_Aim of the task_. Reproduce the line containing "Q. Point to the alitalia" and every line after it through the end of the records. Include nothing else.

(Extracted records)
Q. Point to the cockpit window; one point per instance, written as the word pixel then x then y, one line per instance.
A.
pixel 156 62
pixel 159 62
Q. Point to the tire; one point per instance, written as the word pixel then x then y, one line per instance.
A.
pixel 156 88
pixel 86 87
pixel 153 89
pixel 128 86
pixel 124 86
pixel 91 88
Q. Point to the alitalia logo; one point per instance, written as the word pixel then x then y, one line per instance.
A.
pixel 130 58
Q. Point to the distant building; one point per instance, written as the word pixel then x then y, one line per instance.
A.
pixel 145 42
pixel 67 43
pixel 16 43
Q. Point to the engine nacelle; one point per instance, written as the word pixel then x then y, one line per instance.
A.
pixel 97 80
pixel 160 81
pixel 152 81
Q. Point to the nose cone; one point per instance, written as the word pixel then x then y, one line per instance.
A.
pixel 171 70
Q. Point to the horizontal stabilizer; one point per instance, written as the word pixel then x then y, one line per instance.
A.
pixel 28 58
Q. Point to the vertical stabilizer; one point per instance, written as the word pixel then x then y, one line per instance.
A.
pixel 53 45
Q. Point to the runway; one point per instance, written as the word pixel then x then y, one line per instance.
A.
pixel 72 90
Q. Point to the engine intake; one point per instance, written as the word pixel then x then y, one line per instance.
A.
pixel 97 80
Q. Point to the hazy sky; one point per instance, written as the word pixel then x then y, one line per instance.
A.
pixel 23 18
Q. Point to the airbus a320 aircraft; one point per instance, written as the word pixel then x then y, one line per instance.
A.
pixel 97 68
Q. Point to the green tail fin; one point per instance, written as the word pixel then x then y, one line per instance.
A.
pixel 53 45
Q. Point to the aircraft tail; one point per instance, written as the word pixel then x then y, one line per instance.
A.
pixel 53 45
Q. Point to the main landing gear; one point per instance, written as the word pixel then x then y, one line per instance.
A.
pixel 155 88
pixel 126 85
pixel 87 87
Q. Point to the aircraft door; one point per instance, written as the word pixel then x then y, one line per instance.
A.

_Solution to this task_.
Q. Point to the alitalia logo; one point per instance, written as the word pixel then x then y, one line per instance.
A.
pixel 130 58
Q. Point to the distant building; one point per instance, written as the word pixel then x then y, one line per instance.
A.
pixel 145 42
pixel 67 43
pixel 16 43
Q. Point to the engine nacelle; one point per instance, written as the word pixel then x then y, one line per instance.
A.
pixel 97 80
pixel 160 81
pixel 152 81
Q. Point to the nose cone; one point per instance, written as the word pixel then x then y, one line per instance.
A.
pixel 171 70
Q. Point to the horizontal stabilizer; one point per instance, written as the word pixel then x then y, one line per instance.
A.
pixel 28 58
Q. Point to the vertical stabilizer; one point per instance, written as the word pixel then x then y, one line per instance.
A.
pixel 53 45
Q. Point to the runway; one point per instance, written as the word pixel then x then y, one line per instance.
A.
pixel 72 90
Q. Point to the engine intake; one point per instance, written as the word pixel then x then y, one line per instance.
A.
pixel 97 80
Q. Point to the hazy sky; one point per instance, written as the word pixel then x then y, one line per instance.
A.
pixel 23 18
Q. Point to the airbus a320 aircraft; one point per instance, written as the word pixel then x then y, one line per instance.
A.
pixel 97 68
Q. Point to the green tail fin; one point per instance, written as the word pixel then x then y, one line per instance.
A.
pixel 53 45
Q. Point to the aircraft tail; one point per instance, written as the word pixel then x then y, one line per instance.
A.
pixel 53 45
Q. Point to the main landing gear; one point per instance, written as the word pixel then x then y, one line per instance.
A.
pixel 155 88
pixel 126 85
pixel 87 87
Q. Point to the aircraft door; one point per instance, written as the word pixel then x then y, one line per instance.
A.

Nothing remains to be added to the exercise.